#### Excerpted data

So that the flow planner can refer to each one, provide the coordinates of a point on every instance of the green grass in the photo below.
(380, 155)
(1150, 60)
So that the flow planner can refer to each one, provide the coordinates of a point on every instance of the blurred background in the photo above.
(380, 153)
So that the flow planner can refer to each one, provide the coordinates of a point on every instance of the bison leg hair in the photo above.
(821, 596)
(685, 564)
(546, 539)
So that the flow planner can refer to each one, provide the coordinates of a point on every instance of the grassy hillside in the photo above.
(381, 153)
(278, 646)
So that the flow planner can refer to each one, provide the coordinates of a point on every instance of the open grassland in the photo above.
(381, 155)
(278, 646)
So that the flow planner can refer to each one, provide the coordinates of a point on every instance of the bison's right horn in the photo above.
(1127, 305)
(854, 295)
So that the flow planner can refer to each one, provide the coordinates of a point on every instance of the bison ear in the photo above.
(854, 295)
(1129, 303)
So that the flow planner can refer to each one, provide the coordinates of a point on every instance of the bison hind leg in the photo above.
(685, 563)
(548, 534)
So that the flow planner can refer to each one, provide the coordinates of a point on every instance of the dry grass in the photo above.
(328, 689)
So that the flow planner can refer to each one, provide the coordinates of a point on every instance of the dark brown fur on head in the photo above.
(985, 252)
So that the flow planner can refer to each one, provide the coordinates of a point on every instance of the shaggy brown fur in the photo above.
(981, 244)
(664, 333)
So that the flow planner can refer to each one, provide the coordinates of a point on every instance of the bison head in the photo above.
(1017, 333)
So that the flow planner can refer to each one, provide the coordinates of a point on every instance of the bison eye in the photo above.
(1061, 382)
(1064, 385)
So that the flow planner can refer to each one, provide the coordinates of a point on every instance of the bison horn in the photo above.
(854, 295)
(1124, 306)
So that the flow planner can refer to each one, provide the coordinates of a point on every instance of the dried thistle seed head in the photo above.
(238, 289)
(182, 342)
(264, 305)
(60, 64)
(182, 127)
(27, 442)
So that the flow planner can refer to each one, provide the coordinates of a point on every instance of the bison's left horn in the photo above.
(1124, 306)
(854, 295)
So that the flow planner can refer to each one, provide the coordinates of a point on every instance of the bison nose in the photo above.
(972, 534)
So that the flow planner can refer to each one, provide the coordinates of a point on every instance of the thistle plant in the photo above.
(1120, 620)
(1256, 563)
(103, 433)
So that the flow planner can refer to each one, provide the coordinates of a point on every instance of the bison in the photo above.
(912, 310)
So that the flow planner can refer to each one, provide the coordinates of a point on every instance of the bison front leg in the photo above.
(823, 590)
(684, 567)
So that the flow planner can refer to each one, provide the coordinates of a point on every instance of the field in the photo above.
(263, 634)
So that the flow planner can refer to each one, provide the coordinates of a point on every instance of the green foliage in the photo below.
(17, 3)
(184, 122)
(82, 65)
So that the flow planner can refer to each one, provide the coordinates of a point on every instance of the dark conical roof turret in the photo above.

########

Quote every one of the records above word for word, keeping them in their original order.

So that the flow planner can refer to each one, provide the coordinates of a point on every instance of the green grass in the photo below.
(380, 155)
(1150, 60)
So that the flow planner can refer to each one, provide the coordinates of a point on every instance of the blurred background in the photo above.
(380, 153)
So that the flow planner can refer to each one, provide the coordinates of a point on every instance of the bison leg hair in the photo above.
(821, 596)
(685, 564)
(546, 539)
So that the flow planner can refer to each one, provide the coordinates of a point on every instance of the grassy hillside in the photo above.
(381, 153)
(278, 646)
So that the flow planner can refer to each one, provide the coordinates of a point on every instance of the open grassland in the photo above.
(381, 155)
(278, 646)
So that the flow planner can refer to each one, provide the coordinates of a point on every instance of the bison's right horn in the photo above.
(1127, 305)
(854, 295)
So that the flow planner can refer to each one, provide the coordinates of a point on every instance of the bison ear in the photo above.
(854, 295)
(1129, 303)
So that the flow planner can refer to each one, provide the coordinates of a point on every instance of the bison hind leg in the photo above.
(685, 563)
(548, 534)
So that the flow planner can refer to each one, provide the coordinates of a point on every instance of the dry grass in the photo above.
(328, 689)
So that the flow planner can refer to each one, provide the coordinates of a point on every instance of the dark brown fur on head in the photo above.
(985, 252)
So that the flow planner can refer to each one, provide the coordinates of a point on every instance of the shaggy brown fur in the photo above.
(981, 244)
(664, 333)
So that the flow planner can refer to each one, provide the coordinates of a point on every instance of the bison head in the photo above.
(1017, 333)
So that the flow planner can refer to each one, provide the coordinates of a point on every instance of the bison eye in the photo above.
(1061, 382)
(1064, 385)
So that the flow planner can refer to each one, provide the coordinates of a point on every instance of the bison horn in the photo above.
(854, 295)
(1124, 306)
So that the flow planner can refer to each one, provide the coordinates of a point on every instance of the dried thistle seed head in the photo above.
(238, 289)
(182, 342)
(264, 305)
(60, 64)
(182, 127)
(27, 442)
So that the flow planner can refer to each one, provide the coordinates of a point on every instance of the bison's left horn in the photo above.
(1124, 306)
(854, 295)
So that the flow planner can refer to each one, provide the coordinates of a point on every instance of the bison nose in the photo above.
(972, 534)
So that the flow planner can refer to each one, provide the coordinates of a point on every instance of the thistle plant in the photo above.
(1120, 620)
(1256, 563)
(103, 433)
So that the flow planner can refer to each one, provide the coordinates of a point on every instance of the bison in the photo above.
(912, 310)
So that the flow planner can refer to each one, provide the coordinates of a point on every instance of the bison front leg in the photo above.
(823, 590)
(684, 567)
So that the flow planner can refer to each one, provide the coordinates of a point on every instance of the field in the photo above.
(263, 634)
So that the flow planner can refer to each one, provide the coordinates of a point on every instance of the green foliage in the photo below.
(17, 3)
(184, 122)
(82, 65)
So that the flow planner can refer to each one, provide the coordinates of a point on every instance of the dark conical roof turret in the photo above.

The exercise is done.